**Supplied records**.
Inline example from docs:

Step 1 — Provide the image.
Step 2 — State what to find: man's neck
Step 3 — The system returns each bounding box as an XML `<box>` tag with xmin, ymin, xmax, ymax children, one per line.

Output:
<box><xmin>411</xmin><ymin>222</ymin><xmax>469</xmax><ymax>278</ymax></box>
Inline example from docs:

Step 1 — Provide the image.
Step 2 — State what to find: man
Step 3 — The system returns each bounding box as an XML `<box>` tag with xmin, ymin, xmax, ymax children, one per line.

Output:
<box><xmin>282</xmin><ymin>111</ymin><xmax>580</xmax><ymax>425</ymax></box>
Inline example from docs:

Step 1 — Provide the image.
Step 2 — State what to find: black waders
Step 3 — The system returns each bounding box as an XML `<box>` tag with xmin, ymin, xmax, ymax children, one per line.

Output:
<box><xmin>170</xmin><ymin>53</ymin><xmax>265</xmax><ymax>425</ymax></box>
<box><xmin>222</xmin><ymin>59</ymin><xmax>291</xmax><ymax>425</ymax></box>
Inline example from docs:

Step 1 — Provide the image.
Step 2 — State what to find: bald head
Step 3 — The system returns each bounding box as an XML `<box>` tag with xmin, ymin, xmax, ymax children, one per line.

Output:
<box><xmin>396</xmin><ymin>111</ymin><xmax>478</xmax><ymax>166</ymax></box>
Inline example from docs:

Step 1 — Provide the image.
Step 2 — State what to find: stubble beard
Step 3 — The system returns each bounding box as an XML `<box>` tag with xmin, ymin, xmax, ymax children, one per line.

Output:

**Brief**.
Exactly as shown, repeat every record.

**Written solution**.
Inline example from docs:

Step 1 — Provide the image.
Step 2 — State what to find: man's neck
Step 3 — The system returns each bounding box as an XML `<box>` tag with xmin, ymin, xmax, ymax children, one per line.

Output:
<box><xmin>411</xmin><ymin>222</ymin><xmax>469</xmax><ymax>278</ymax></box>
Inline example from docs:

Step 1 — Provide the image.
Step 2 — State what to find: man
Step 3 — The system returns each bounding box as an XML `<box>` tag with xmin, ymin, xmax, ymax children, one per line.

Output:
<box><xmin>282</xmin><ymin>111</ymin><xmax>580</xmax><ymax>425</ymax></box>
Inline example from docs:

Step 1 — Provide the image.
Step 2 — State what to find: black waders
Step 3 — The system returns each bounding box as an XML `<box>` tag with xmin, ymin, xmax, ymax children, one per line.

Output:
<box><xmin>170</xmin><ymin>53</ymin><xmax>265</xmax><ymax>425</ymax></box>
<box><xmin>222</xmin><ymin>59</ymin><xmax>291</xmax><ymax>425</ymax></box>
Inline example from docs:

Step 1 — Provide the image.
Step 2 — State what to find: bald head
Step 3 — The system returns each bounding box as an XML `<box>` tag with xmin, ymin, xmax, ymax children, one per line.

Output:
<box><xmin>396</xmin><ymin>111</ymin><xmax>478</xmax><ymax>166</ymax></box>
Inline example from docs:

Step 1 — Provide the image.
Step 2 — State what to find: stubble beard
Step 3 — The system returns each bounding box as an XML `<box>` tag with xmin, ymin, xmax, ymax children, one per line.

Output:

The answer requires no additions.